Aufgaben -
**A.** Welche Bezeichnung trägt Stufe 4 im Text über das Prüfen von Wahrheit?
**B.** Schreib den Text über das Prüfen von Wahrheit nach seinem letzten Satz weiter.

Quelltext -
━━━

Wir suchen aktiv nach Argumenten und Beweisen, die eine Sache widerlegen. Durch das Hinterfragen können wir vermeiden, dass wir eine Aussage der Stufen 1 und 2, also eine Lüge / Unwahrheit glauben.


  • Durch Perspektivwechsel

Unsere Beobachtung ist leider sehr fehleranfällig – man denke nur an optische Täuschungen, die unserer Wahrnehmung einen Streich spielen. Um uns nicht Stufe 3, also der Wahrnehmung, hinzugeben, dürfen wir den Blickwinkel vieler anderer Menschen einnehmen und versuchen, die Welt aus ihren Augen zu sehen, um herauszufinden: Nehme nur ich die Sache so wahr, oder ist sie wirklich so?


  • Durch Falsifizierung

Um uns nicht in Stufe 4, der Wahrscheinlichkeit, zu verlieren, dürfen wir aktiv versuchen, Gegenargumente zu finden. Verhält sich der Mensch IMMER so, oder ist es nur der aktuelle Stand der Forschung? Kommt der Zug immer pünktlich, oder kann er auch Verspätung haben? Wenn es uns gelingt, eine Wahrscheinlichkeit zu widerlegen, haben wir erfolgreich gezeigt: Es ist keine absolute Wahrheit!

━━━

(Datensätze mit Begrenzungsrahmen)

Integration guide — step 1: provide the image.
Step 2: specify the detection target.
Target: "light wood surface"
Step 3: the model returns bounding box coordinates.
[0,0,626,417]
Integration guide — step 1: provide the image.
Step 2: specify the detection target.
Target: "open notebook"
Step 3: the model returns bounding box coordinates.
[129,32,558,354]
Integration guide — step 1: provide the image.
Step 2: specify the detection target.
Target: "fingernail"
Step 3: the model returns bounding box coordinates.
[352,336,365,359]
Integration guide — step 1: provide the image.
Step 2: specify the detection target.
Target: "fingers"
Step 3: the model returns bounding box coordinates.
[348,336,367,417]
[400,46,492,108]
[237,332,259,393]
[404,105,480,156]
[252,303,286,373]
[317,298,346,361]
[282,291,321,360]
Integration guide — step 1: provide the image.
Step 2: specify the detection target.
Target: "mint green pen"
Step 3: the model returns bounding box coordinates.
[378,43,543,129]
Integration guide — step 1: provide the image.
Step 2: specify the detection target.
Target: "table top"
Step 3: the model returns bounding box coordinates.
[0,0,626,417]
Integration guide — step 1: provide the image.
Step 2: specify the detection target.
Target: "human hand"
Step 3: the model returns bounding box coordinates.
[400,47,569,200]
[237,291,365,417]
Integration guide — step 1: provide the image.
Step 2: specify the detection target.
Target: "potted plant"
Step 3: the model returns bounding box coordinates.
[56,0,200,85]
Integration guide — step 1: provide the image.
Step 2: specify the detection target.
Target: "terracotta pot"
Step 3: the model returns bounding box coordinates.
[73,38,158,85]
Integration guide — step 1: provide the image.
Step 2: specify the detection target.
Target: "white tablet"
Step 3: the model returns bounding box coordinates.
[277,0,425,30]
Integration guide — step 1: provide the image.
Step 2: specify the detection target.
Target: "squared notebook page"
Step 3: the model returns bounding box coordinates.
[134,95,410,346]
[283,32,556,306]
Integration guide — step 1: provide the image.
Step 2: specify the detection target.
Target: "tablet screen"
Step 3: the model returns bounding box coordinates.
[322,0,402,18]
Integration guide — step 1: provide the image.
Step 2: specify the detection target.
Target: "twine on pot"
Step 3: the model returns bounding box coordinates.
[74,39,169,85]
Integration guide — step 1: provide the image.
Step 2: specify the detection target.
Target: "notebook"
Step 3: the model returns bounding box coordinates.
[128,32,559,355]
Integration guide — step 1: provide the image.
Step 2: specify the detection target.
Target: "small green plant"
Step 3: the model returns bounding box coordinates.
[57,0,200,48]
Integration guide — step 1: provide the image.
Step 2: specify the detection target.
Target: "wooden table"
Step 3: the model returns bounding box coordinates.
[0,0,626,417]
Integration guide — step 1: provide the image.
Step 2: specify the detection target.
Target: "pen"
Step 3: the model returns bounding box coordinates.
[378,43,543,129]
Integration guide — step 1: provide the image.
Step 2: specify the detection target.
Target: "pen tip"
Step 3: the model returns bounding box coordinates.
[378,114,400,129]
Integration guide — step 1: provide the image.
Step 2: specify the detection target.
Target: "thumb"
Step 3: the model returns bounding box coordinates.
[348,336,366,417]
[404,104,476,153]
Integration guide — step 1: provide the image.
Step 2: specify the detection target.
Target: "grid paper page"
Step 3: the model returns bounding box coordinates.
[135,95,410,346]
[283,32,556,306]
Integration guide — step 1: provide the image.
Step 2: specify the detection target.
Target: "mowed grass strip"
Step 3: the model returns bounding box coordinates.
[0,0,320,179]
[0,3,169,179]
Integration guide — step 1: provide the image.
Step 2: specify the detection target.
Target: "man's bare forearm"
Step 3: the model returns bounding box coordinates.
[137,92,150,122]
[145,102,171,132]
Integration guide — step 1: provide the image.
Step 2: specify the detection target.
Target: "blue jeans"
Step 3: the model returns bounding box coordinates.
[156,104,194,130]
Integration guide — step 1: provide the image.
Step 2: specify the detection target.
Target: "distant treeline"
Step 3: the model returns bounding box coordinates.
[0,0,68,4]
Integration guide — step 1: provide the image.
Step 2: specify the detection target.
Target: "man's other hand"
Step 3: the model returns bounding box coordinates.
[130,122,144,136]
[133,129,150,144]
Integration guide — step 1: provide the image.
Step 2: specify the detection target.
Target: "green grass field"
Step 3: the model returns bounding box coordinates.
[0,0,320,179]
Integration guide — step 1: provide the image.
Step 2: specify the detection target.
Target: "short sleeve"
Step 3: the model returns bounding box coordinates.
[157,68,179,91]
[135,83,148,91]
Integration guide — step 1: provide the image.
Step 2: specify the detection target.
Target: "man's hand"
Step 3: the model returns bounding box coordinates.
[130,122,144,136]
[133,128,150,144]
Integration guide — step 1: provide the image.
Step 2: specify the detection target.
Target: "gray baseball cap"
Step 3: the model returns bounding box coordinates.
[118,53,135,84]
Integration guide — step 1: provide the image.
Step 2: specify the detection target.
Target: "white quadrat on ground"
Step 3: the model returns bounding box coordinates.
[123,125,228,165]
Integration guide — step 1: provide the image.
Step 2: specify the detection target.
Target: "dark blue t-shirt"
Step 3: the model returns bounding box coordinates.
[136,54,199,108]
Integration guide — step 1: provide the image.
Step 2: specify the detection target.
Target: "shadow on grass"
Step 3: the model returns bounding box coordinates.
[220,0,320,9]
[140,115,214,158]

━━━

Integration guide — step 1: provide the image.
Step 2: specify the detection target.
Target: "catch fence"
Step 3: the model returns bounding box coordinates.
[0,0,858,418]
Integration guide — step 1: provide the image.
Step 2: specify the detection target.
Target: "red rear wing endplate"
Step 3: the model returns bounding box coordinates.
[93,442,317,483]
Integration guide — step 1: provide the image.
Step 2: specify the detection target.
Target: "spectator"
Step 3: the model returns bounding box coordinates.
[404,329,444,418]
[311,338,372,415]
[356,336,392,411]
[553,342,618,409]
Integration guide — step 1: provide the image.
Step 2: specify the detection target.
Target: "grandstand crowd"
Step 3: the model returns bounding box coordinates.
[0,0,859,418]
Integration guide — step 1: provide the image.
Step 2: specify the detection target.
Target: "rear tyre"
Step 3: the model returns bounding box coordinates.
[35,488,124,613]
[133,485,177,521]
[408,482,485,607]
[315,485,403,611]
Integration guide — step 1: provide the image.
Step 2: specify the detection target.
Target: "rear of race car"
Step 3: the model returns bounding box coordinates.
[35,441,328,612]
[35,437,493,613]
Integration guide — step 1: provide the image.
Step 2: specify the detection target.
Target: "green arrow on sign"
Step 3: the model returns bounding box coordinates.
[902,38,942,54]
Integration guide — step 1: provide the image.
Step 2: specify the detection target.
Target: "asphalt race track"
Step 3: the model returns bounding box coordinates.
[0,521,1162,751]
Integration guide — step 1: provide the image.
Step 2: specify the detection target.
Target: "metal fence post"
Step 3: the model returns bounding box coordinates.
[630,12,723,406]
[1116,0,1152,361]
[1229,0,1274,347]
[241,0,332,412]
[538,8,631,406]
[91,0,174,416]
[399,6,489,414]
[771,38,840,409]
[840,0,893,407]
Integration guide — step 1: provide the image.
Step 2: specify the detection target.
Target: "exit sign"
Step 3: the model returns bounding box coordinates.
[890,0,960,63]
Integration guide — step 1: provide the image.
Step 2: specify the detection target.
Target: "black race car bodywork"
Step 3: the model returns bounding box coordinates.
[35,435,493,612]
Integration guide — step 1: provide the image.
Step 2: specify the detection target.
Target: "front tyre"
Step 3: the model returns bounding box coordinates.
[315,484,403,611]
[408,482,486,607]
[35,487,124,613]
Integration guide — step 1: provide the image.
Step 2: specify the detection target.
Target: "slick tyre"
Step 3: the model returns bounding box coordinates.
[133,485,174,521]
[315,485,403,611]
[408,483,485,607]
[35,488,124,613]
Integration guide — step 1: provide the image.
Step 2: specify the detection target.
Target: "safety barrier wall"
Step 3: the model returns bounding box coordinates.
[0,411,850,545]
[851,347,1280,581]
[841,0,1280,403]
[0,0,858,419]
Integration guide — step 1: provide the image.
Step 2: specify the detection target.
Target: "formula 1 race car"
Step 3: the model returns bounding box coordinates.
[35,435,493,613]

━━━

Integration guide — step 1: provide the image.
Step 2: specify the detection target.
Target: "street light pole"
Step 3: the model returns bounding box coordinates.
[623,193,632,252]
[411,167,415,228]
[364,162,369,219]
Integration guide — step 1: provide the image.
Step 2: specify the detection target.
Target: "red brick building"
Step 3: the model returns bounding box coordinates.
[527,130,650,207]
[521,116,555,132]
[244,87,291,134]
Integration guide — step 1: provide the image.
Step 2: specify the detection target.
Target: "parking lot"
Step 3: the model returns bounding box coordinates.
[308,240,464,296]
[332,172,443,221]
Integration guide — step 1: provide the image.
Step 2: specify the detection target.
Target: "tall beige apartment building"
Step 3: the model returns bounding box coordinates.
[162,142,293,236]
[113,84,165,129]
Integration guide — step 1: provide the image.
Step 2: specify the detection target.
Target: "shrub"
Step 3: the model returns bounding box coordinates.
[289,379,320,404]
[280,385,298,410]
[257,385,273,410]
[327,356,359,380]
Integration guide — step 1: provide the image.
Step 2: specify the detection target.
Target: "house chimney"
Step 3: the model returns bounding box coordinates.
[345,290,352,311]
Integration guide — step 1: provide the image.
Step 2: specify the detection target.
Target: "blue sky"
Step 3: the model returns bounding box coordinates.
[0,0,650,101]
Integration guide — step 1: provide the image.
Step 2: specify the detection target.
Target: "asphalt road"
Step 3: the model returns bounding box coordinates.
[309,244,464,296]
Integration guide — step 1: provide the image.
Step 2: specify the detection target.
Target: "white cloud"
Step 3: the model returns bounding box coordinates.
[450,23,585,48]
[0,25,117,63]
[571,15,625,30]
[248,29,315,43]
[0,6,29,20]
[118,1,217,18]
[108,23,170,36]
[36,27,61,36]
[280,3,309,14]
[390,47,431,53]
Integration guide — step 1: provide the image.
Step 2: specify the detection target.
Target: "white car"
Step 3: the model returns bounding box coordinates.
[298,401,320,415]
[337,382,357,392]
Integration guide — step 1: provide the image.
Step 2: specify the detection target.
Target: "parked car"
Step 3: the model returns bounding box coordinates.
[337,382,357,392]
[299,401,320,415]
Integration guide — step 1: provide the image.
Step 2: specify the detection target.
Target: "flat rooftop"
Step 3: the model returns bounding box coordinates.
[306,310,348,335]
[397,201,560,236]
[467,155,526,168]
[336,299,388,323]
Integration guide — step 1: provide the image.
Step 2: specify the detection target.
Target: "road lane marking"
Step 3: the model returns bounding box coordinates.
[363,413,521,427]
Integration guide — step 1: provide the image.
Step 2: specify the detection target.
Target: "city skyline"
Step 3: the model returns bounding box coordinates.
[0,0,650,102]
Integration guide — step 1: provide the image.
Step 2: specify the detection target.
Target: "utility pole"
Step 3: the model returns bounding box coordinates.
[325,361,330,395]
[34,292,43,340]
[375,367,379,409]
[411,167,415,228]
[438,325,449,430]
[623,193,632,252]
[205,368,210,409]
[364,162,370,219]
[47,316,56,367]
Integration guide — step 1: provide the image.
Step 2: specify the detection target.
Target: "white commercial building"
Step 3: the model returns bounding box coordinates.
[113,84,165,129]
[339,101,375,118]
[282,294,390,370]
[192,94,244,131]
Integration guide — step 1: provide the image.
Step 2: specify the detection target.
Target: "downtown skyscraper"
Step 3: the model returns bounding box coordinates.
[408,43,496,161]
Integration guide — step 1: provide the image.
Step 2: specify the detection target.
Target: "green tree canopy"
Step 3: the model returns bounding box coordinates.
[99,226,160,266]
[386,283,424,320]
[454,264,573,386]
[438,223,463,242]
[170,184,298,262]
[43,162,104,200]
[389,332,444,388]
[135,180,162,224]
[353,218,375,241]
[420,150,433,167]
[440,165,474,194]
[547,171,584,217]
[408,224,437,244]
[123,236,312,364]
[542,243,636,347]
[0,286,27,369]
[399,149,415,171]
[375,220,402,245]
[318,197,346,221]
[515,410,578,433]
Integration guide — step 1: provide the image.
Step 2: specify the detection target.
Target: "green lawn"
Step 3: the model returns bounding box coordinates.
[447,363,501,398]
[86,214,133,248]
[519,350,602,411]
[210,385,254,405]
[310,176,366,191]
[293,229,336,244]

━━━

Antworten -
**A.** Stufe 4 ist die Wahrscheinlichkeit.

**B.**
Die ersten vier Stufen sind relativ leicht zu widerlegen. Schwierig wird es nun, da wir uns mit Dingen beschäftigen, die eigentlich wahr sind – nur manche von ihnen eben nicht in jeder Situation. Wie finden wir also heraus, was absolut wahr ist?


  • Durch Wiederholung und Erfahrung

Beißen wir zum Beispiel 1000x in einen Apfel und nehmen ihn als süß wahr – IST er dann süß, oder liegt es nur daran, dass wir Süße wahrnehmen können? Gibt es vielleicht noch andere Geschmackssinne als die menschlichen? Die Kunst liegt darin, festzustellen, ob eine Sache in DIESER Situation oder in JEDER Situation wahr ist. Dass der Apfel süß ist, erklärt nur Stufe 5, die relative Wahrheit.


Absolute Wahrheit kann in meinen Augen (meiner Wahr-Nehmung) nur gegeben sein, wenn alle anderen Formen der Wahrheit widerlegt sind. Wenn ich also bewiesen habe, dass etwas zumindest eine relative Wahrheit ist und es auch in jedem einzelnen von vielen Fällen eingetreten ist. Die Schwerkraft ist so ein Phänomen. Im Grund ist sie dadurch bewiesen, dass es nichts auf unserer Erde gibt, was ihre Abwesenheit beweist, was ihre Existenz zu einer absoluten Wahrheit macht.


Kritiker würden jetzt sagen, sie sei nicht auf allen Planeten vorhanden, was sie zu einer relativen Wahrheit macht. Vorsicht: Ich habe nicht gesagt: „Schwerkraft ist überall“, sondern „Schwerkraft existiert wirklich“. Das stimmt – und sie muss nicht überall sein, damit es sie gibt!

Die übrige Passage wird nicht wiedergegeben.